## DIRECTIONS FOR THIS TASK
Set down again, exactly and only, the lines from the one that contains "Would you be able to point at the bare foot" through the last line of the records below, both included, but not the pictures.

········

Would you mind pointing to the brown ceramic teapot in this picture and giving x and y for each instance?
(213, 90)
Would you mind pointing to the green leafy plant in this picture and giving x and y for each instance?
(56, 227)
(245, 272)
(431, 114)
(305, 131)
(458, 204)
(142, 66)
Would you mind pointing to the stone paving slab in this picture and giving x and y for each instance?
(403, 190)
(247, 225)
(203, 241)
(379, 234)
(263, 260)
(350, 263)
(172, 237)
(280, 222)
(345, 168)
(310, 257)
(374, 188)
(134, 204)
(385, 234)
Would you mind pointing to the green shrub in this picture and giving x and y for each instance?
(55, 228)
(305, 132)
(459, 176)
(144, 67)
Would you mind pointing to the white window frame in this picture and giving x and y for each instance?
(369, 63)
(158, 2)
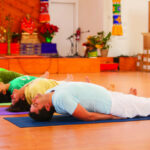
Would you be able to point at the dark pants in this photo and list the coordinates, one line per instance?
(5, 98)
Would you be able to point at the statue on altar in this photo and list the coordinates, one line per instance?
(28, 30)
(28, 25)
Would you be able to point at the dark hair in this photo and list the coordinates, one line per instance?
(20, 106)
(43, 114)
(4, 98)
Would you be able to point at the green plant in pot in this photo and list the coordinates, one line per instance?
(104, 42)
(99, 41)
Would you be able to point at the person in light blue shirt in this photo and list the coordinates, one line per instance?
(85, 101)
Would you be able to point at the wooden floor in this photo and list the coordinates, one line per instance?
(101, 136)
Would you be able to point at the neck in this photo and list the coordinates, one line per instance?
(50, 98)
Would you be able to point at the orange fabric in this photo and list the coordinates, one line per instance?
(127, 63)
(37, 65)
(44, 18)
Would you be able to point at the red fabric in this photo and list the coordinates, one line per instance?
(14, 48)
(109, 67)
(27, 25)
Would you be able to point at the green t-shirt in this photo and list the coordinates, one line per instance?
(20, 82)
(6, 76)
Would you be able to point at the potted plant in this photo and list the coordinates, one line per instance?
(48, 31)
(99, 41)
(104, 42)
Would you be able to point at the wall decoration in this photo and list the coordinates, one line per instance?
(44, 14)
(117, 26)
(18, 9)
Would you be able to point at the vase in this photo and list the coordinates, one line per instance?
(104, 52)
(48, 39)
(8, 47)
(92, 53)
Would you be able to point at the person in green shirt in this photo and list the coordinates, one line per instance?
(10, 80)
(6, 75)
(22, 98)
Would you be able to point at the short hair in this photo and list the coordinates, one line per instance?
(19, 106)
(43, 114)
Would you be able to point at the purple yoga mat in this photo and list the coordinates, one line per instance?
(3, 111)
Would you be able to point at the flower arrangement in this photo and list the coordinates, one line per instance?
(99, 41)
(48, 31)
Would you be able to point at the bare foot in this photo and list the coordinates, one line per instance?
(45, 75)
(69, 77)
(111, 87)
(87, 79)
(133, 91)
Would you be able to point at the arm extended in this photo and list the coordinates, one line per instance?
(82, 114)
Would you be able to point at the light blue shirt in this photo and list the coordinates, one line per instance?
(92, 97)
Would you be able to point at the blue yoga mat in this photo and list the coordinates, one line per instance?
(23, 122)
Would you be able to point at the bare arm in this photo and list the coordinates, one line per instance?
(82, 114)
(4, 87)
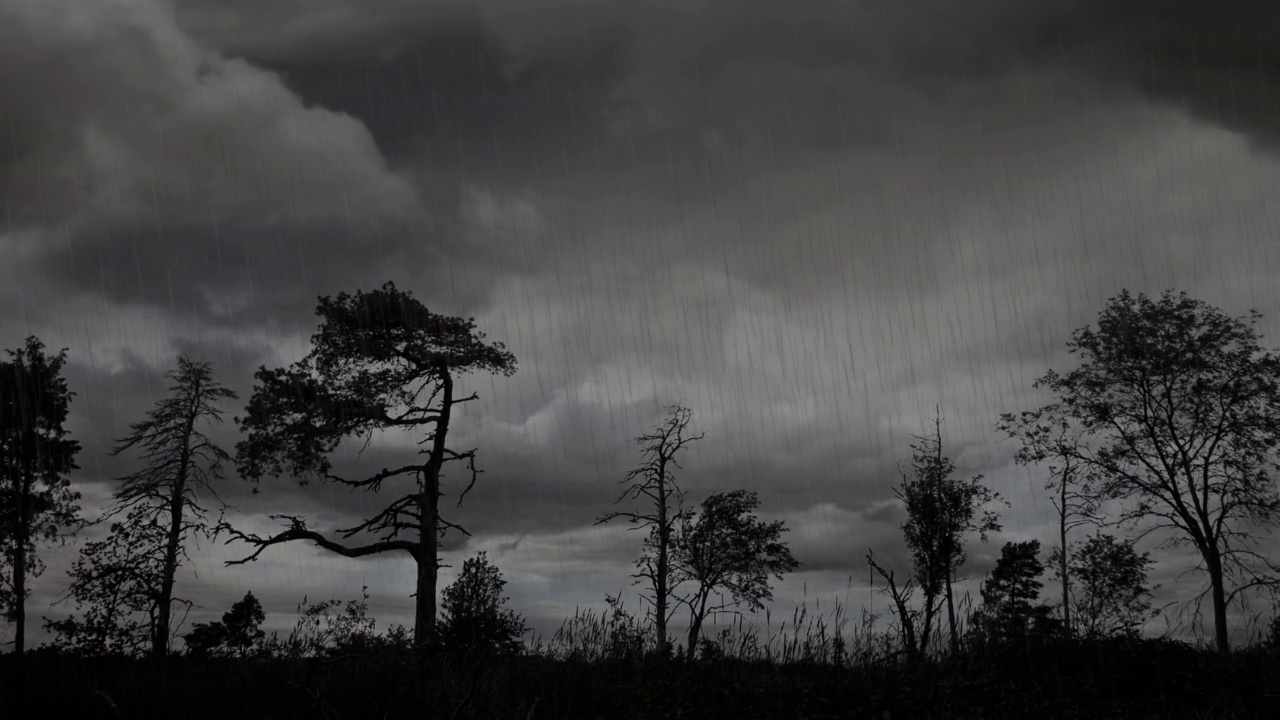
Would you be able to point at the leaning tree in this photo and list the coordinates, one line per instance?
(36, 455)
(1178, 408)
(380, 361)
(131, 573)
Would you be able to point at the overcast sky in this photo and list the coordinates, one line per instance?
(810, 222)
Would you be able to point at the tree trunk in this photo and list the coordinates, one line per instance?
(695, 628)
(1214, 561)
(429, 509)
(951, 619)
(1063, 564)
(659, 591)
(173, 543)
(19, 596)
(19, 564)
(164, 613)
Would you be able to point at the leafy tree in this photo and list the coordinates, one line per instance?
(115, 589)
(1010, 592)
(133, 570)
(36, 455)
(725, 548)
(1111, 595)
(1179, 409)
(1057, 445)
(940, 511)
(474, 614)
(656, 482)
(236, 634)
(379, 361)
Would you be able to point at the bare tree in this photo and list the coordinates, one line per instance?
(380, 361)
(36, 455)
(725, 548)
(1057, 445)
(901, 597)
(181, 463)
(1180, 411)
(941, 510)
(656, 482)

········

## YOUR SOLUTION
Would you be able to point at the bare foot in this photo and list the coordinates, one line per instance?
(45, 75)
(69, 77)
(111, 87)
(87, 79)
(133, 91)
Would you be able to point at the arm extended in this photo and list the coordinates, one line per instance?
(82, 114)
Would you be able to point at the light blue shirt in this photo and list the coordinates, one line per instance?
(92, 97)
Would you be able to point at the blue yoga mat in this photo and list the coordinates, one line per instance?
(23, 122)
Would you be able to point at the bare arm in this photo and list the coordinates, one line per instance?
(82, 114)
(4, 87)
Would you be able to point at the leaning tree in this photo and list the coordinates, one line per instance?
(36, 455)
(1178, 408)
(380, 361)
(131, 573)
Would you be able to point at the overcast sky in this photo and list the coordinates, one line per instance?
(810, 222)
Would you be able to point at the tree trunk in this photo and list the coordinates, one line per instance?
(695, 628)
(1214, 561)
(429, 509)
(951, 619)
(1063, 564)
(659, 591)
(173, 543)
(19, 596)
(19, 564)
(164, 613)
Would you be able to point at the leafy tree in this photo and list the coordinates, one line per instance?
(115, 589)
(1010, 592)
(133, 570)
(36, 455)
(725, 548)
(1111, 595)
(1179, 409)
(1057, 445)
(940, 511)
(474, 614)
(656, 482)
(236, 634)
(379, 361)
Would you be able to point at the bare tree in this photo and list the coordinates, one line per instance?
(380, 361)
(36, 455)
(725, 548)
(1057, 445)
(901, 597)
(181, 463)
(1180, 411)
(941, 510)
(656, 482)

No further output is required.